**AUFGABE A**: Zitiere aus den Datenzeilen wortgetreu alle Zeilen ab der Zeile, die „For each instance of the evergreen“ enthält, bis zum Ende der Datenzeilen, beide Enden eingeschlossen.

**TEXTAUSZUG**:
+++
Kollegialstift

Kollegialstift

Ein Kollegiatstift (gelegentlich auch als Stiftskapitel bezeichnet) ist in der Regel eine Gemeinschaft von Säkularkanonikern/Weltgeistlichen, welche von Regularkanonikern „Chorherren“ zu unterscheiden sind. Letztere sind Ordenspriester, welche zumeist nach der Regel des heiligen Augustinus leben. Säkularkanoniker sind deutlich von Mönchen abzugrenzen und gehören keinem Orden an.

Die Kanoniker (gelegentlich auch Stiftsherren genannt) leben an einer bestimmten Kirche, dem Stift, für deren Gottesdienste sie zuständig sind. Neben einer gemeinsamen Messe, dem Kapitelsamt, zählt hierzu auch das gemeinsame Stundengebet. Zugleich verwaltet das Stiftskapitel (also die Versammlung der Kanoniker) das Vermögen der Stiftskirche. Sie können daher das Stift auch jederzeit wieder frei verlassen. Auch behalten sie ihr Privateigentum.

Im Gegensatz zu den mit den Kathedralkirchen verbundenen Erz- und Hochstiften mit je einem Erzbischof oder Bischof an der Spitze steht den Kollegiatkirchen kein Bischof vor, sondern je nach Verfassung ein Propst oder ein Dechant.
+++
**DATENZEILEN**:

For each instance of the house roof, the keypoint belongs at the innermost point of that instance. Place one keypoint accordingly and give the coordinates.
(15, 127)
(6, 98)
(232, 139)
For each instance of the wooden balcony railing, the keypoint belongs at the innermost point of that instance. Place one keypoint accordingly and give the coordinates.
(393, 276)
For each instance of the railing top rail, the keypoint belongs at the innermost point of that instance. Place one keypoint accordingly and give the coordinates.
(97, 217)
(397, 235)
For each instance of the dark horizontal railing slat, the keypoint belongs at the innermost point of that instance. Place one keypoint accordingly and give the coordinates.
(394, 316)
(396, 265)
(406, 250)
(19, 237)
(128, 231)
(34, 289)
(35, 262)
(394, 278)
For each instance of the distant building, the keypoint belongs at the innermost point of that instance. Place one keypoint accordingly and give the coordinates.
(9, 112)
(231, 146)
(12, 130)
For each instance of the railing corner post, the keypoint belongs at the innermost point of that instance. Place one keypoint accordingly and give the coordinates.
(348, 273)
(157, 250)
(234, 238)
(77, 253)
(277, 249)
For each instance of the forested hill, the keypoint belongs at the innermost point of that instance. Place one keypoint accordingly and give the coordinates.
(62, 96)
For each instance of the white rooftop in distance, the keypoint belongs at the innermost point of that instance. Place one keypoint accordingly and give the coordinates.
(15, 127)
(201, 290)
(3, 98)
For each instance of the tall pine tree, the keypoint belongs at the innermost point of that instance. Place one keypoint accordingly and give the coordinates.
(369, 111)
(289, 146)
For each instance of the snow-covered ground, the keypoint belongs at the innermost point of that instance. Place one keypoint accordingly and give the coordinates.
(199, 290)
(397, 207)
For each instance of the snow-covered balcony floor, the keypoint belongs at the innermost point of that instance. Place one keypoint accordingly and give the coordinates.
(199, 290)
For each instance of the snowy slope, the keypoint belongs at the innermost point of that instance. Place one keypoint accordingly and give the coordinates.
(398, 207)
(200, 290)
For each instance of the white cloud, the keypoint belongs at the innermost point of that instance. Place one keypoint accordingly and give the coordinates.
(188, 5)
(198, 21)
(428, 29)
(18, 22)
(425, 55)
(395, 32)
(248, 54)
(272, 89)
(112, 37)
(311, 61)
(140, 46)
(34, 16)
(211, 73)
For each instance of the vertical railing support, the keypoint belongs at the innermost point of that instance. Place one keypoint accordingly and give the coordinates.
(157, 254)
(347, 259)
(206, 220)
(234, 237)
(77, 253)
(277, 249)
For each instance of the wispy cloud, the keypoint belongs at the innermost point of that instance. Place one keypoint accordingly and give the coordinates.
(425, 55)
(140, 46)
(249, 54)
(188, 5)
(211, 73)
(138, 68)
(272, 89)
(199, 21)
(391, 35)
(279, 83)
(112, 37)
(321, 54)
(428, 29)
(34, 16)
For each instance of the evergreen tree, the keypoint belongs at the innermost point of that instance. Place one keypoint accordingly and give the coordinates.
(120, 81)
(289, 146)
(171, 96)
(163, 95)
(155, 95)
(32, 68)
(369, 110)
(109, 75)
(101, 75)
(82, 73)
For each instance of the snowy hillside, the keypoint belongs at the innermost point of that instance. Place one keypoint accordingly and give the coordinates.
+++
**AUFGABE B**: Wer steht laut dem Textauszug einer Kollegiatkirche anstelle eines Bischofs vor?

**ANTWORT A**:
For each instance of the evergreen tree, the keypoint belongs at the innermost point of that instance. Place one keypoint accordingly and give the coordinates.
(120, 81)
(289, 146)
(171, 96)
(163, 95)
(155, 95)
(32, 68)
(369, 110)
(109, 75)
(101, 75)
(82, 73)
For each instance of the snowy hillside, the keypoint belongs at the innermost point of that instance. Place one keypoint accordingly and give the coordinates.

**ANTWORT B**: Je nach Verfassung ein Propst oder ein Dechant.